What you should do — Pictures appear in the records below; write out everything else exactly.

------ Records provided

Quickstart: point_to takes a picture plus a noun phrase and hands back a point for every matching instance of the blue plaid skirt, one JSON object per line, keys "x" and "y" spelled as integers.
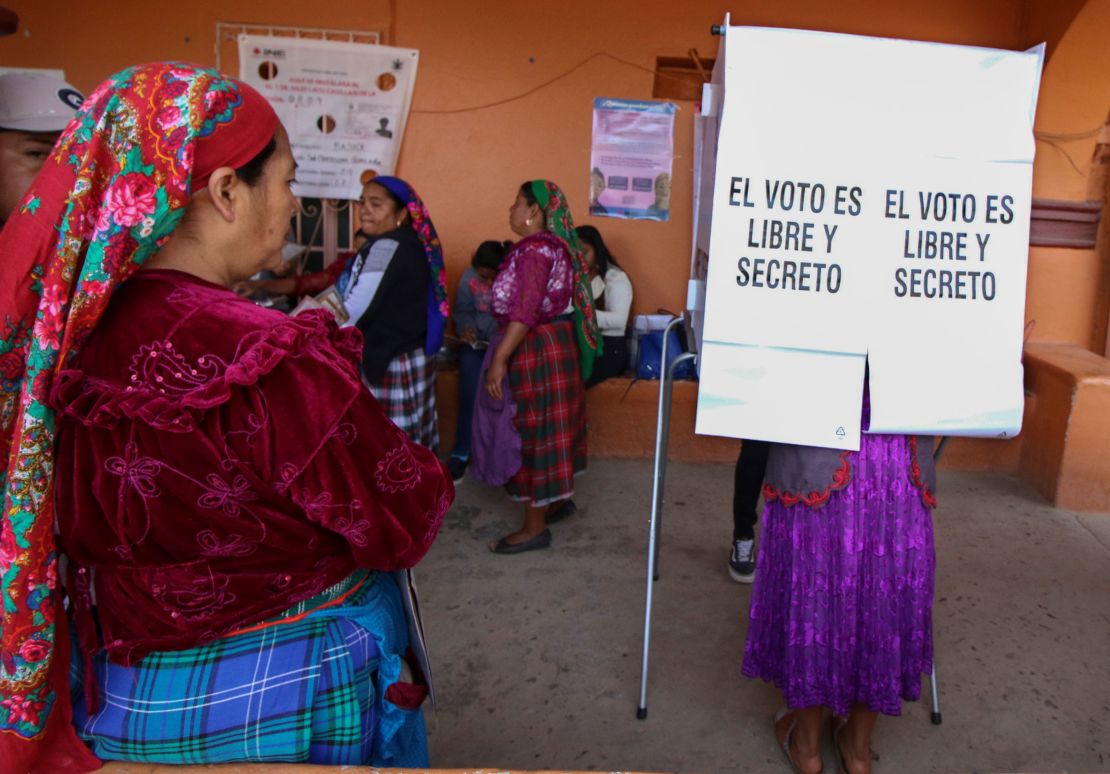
{"x": 304, "y": 689}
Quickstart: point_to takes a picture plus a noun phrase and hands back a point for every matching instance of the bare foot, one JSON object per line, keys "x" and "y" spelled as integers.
{"x": 849, "y": 761}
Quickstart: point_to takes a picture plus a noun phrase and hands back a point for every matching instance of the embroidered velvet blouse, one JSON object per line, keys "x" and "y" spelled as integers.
{"x": 534, "y": 282}
{"x": 219, "y": 462}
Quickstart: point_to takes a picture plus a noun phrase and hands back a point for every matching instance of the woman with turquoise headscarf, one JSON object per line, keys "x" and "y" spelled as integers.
{"x": 395, "y": 293}
{"x": 546, "y": 347}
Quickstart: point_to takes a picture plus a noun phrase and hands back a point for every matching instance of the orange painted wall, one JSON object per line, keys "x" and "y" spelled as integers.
{"x": 466, "y": 166}
{"x": 1067, "y": 289}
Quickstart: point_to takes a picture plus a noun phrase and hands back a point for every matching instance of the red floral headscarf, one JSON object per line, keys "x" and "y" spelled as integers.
{"x": 111, "y": 193}
{"x": 557, "y": 215}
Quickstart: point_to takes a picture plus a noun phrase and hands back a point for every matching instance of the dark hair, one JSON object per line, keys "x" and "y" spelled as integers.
{"x": 593, "y": 238}
{"x": 490, "y": 254}
{"x": 251, "y": 172}
{"x": 530, "y": 197}
{"x": 402, "y": 208}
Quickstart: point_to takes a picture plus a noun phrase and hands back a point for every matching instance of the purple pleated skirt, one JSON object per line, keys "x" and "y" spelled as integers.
{"x": 841, "y": 610}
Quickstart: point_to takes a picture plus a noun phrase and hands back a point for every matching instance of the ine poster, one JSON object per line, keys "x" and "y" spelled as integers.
{"x": 629, "y": 167}
{"x": 343, "y": 104}
{"x": 870, "y": 209}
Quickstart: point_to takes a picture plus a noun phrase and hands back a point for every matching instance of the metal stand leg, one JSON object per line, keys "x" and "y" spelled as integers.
{"x": 662, "y": 432}
{"x": 932, "y": 675}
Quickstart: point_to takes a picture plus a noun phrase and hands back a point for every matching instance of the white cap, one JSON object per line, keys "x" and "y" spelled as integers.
{"x": 34, "y": 102}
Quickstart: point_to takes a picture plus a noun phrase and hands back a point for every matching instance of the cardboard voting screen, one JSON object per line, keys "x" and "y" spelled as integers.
{"x": 870, "y": 207}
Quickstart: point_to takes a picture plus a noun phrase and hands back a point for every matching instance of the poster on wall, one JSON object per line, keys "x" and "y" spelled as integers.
{"x": 890, "y": 248}
{"x": 343, "y": 104}
{"x": 631, "y": 159}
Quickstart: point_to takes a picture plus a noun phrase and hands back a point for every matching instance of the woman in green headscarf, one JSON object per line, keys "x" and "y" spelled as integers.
{"x": 545, "y": 350}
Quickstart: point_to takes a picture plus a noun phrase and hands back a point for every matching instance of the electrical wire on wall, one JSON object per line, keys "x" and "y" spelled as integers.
{"x": 1057, "y": 139}
{"x": 551, "y": 81}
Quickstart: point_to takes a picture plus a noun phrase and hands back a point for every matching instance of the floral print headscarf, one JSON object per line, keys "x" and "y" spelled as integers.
{"x": 557, "y": 214}
{"x": 437, "y": 310}
{"x": 111, "y": 193}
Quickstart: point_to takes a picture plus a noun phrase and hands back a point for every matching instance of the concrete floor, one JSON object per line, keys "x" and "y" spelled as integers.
{"x": 537, "y": 655}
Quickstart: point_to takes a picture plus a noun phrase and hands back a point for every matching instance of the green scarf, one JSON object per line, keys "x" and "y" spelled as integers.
{"x": 557, "y": 215}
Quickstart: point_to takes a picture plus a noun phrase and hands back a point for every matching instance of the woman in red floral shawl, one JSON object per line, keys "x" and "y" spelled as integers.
{"x": 224, "y": 489}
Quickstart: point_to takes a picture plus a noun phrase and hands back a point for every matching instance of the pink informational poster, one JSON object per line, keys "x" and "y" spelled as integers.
{"x": 629, "y": 166}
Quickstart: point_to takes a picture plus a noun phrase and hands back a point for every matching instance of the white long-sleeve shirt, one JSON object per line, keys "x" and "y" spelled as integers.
{"x": 613, "y": 320}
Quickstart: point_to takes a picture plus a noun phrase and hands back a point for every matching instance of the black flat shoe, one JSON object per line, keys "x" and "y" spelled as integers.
{"x": 541, "y": 541}
{"x": 564, "y": 511}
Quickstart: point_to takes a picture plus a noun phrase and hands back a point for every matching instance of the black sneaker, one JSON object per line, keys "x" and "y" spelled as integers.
{"x": 457, "y": 468}
{"x": 742, "y": 561}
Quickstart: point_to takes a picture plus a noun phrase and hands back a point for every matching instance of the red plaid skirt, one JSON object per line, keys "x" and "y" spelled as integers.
{"x": 551, "y": 413}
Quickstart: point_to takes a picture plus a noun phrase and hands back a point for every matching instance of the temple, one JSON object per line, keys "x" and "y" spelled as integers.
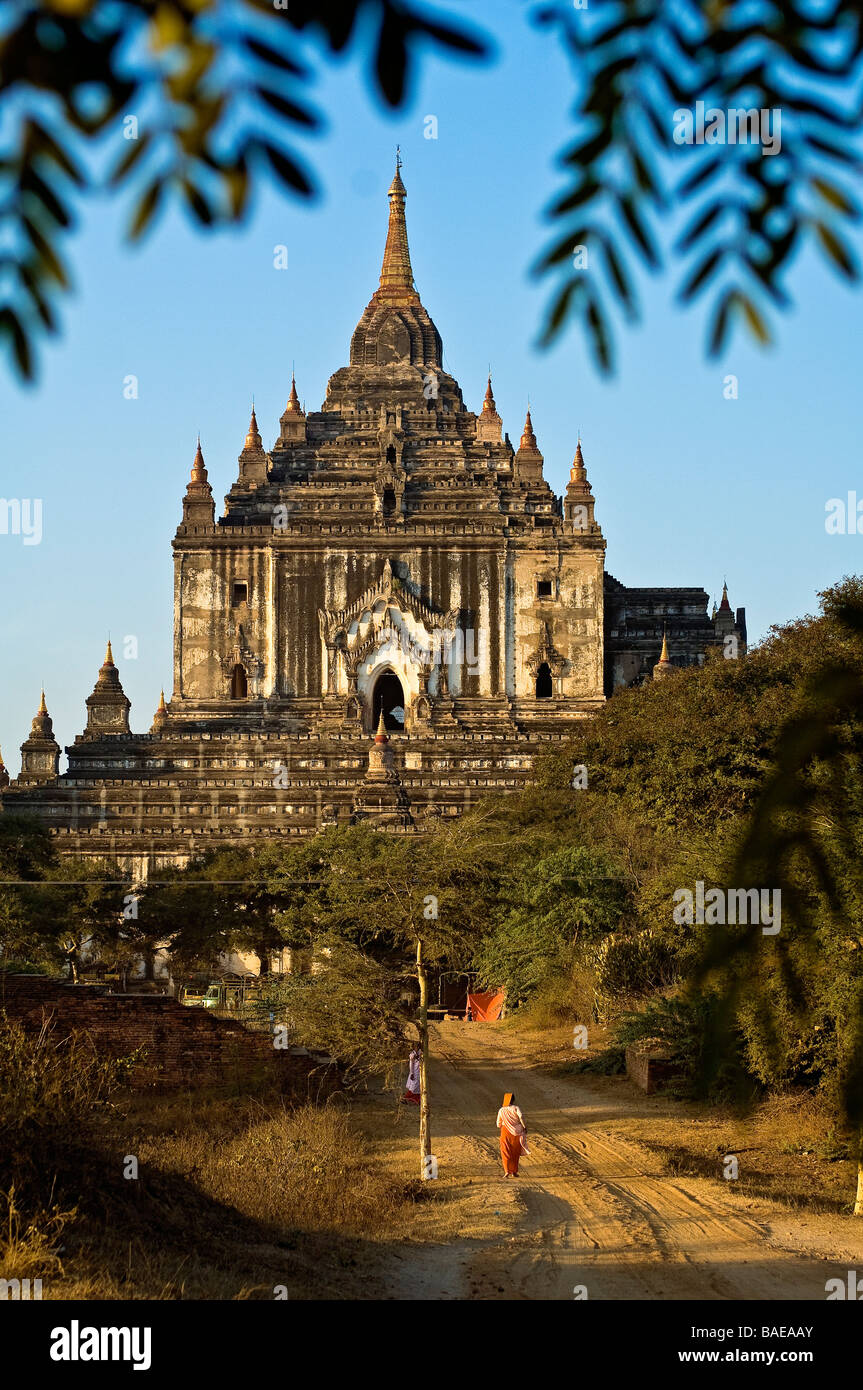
{"x": 392, "y": 569}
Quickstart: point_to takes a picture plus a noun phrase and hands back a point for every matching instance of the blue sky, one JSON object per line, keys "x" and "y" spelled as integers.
{"x": 689, "y": 487}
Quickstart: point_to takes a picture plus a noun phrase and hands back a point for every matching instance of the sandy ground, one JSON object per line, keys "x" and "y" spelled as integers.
{"x": 592, "y": 1209}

------------

Reply —
Quickstart: point_to takes a picture plus a noun phrase and hands back a point for every matching instance of the blue plaid skirt, one JSON object per line, keys "x" and "y" spelled as integers.
{"x": 304, "y": 689}
Quickstart: point_to takes a picture plus a noun phrase and hands back a point for every matching instance of the bare foot, one JSON object per line, keys "x" and "y" spelled as integers.
{"x": 849, "y": 761}
Quickstart: point_to takes a picture plus a noun phrase and hands back a point for every matching instance of the embroidered velvet blouse, one JSON object per line, keys "x" and "y" spelled as integers.
{"x": 534, "y": 282}
{"x": 219, "y": 462}
Quickstart: point_to takes a picture plus a noun phrase and hands back a point for every matching instance of the woman with turquoise headscarf, one JSON object per line, keys "x" and "y" spelled as integers.
{"x": 395, "y": 293}
{"x": 546, "y": 347}
Quickstart: point_to takes a picture plus a noun phrase and hands back a point for every matching instance of the orange painted wall, one JSON object per line, keys "x" and "y" spelled as integers.
{"x": 466, "y": 166}
{"x": 1067, "y": 289}
Quickstart: point_to takes a picture plus a noun phrase and hands back a point for every matching instance of the red floral headscarf, one JSON object per line, keys "x" and "y" spelled as integers.
{"x": 111, "y": 193}
{"x": 557, "y": 215}
Quickstart: point_to takes a picture plus a noun phrase and hands back a point for every matching instance of the dark hair, one JSON object per line, keys "x" and "y" spelled as integers.
{"x": 593, "y": 238}
{"x": 490, "y": 254}
{"x": 251, "y": 172}
{"x": 530, "y": 197}
{"x": 402, "y": 208}
Quickstart: point_to takes a picture plus a noun phrase and hands back a point for every matching instance of the purple pleated skirt, one JSON object per line, keys "x" and "y" spelled as integers.
{"x": 841, "y": 610}
Quickstart: point_to takes a picture plus a noun phrase and hands back a point for every matching instance of the ine poster, one JSON object per line, keys "x" and "y" spelled as integers.
{"x": 629, "y": 167}
{"x": 343, "y": 104}
{"x": 870, "y": 209}
Quickstart: point_to takes a picture plus a noun phrase and hands back a point for every matching instance of the metal stand leg, one JSON object per line, keys "x" and "y" spelled as integers.
{"x": 662, "y": 432}
{"x": 932, "y": 675}
Quickstart: point_to takes a picture plus a noun phrase and hands back a point for every matching instance of the white cap, one JSON object per line, keys "x" and "y" spelled as integers.
{"x": 34, "y": 102}
Quickstart: point_to takes a picture plus a noun phrase and hands back a point for every matching instance of the cardboard voting screen, one JSON object per line, keys "x" and "y" spelled as integers.
{"x": 870, "y": 207}
Quickstart: point_to takes a picture plus a noun phrase and hands back a point for every matching instance of the poster on wall, one JSON object per line, keys "x" and "y" spelled as integers.
{"x": 890, "y": 248}
{"x": 343, "y": 104}
{"x": 631, "y": 159}
Quickstart: point_to takes a picture plus a noun phrase and hands back a point for every matching instance of the woman in green headscarf, one JSON object per line, keys "x" and "y" spelled as integers.
{"x": 545, "y": 350}
Quickstart: point_to takes a picture plus a noun phrase and hands back a point for every matching instance of the electrical wire on wall, one JSON object per line, keys "x" and "y" spelled as integers.
{"x": 1057, "y": 139}
{"x": 551, "y": 81}
Quickstart: point_to takes a picture plus a noun phrase and hands back a point for every matching instance of the floral print headscarf, one JSON object per line, keys "x" and "y" spelled as integers.
{"x": 557, "y": 214}
{"x": 437, "y": 310}
{"x": 111, "y": 193}
Quickstart: point_to takes a picture plus a noun phrase and hands back a point for every matching instance of the concrete floor, one JSON object per line, keys "x" and "y" spelled as integers.
{"x": 537, "y": 655}
Quickstart: point_to takes a picture plus a noun phrase and hands back a point for every matching instance of the green scarf, one JSON object per line, keys "x" and "y" spelled as integers.
{"x": 557, "y": 215}
Quickstart: point_to takes a picture plus a noun phrase and hands back a point for every matching instance of the woman in red floral shawl, one JSON object per line, keys "x" and "y" spelled as integers.
{"x": 224, "y": 489}
Quickstart: point_to takes a picture plus a noun phrase and hands back a point for every matching instance of the pink informational poster, one JSON object per line, keys "x" and "y" spelled as integers.
{"x": 629, "y": 166}
Quickstart: point_to takes a picture plus a noun phrase and hands back a point for every matching instance of the white long-sleeve shirt, one JSON object per line, keys "x" and "y" spelled as integers.
{"x": 613, "y": 320}
Quickstart: point_to takes a picture plus a noun phrase and hands back a point for every matching instance of the black flat shoe, one JSON object per line, keys "x" and "y" spelled as integers.
{"x": 541, "y": 541}
{"x": 564, "y": 511}
Quickstart: point_to takes a picture plus a noun phrase and hands back a point for every matching instance of the black sneaker, one JSON object per line, keys "x" and "y" spelled as integers.
{"x": 457, "y": 468}
{"x": 742, "y": 561}
Quickstart: point_to takes a picture plus a noun phrase and hands back a point for every matching instance of the red plaid skirt, one JSON object per line, keys "x" and "y" spelled as integers.
{"x": 551, "y": 413}
Quickstart: point_to takes a picture plus a noun phrase and hands back a point for every matching instance of the temple, one JSON object per line, keys "x" and "y" spelled as integers.
{"x": 392, "y": 569}
Quickstart: point_to takes a picture plus a noun phrase and hands back a point for every matching instance of the blue sky, one JSON object per line, keys "x" and "y" spelled as integers.
{"x": 689, "y": 487}
Quickstart: point_to takes a picture plus a noun phrase and hands back a point for every matching instance of the sandy ground, one JSON object per line, keys "x" and "y" spelled as integers.
{"x": 592, "y": 1209}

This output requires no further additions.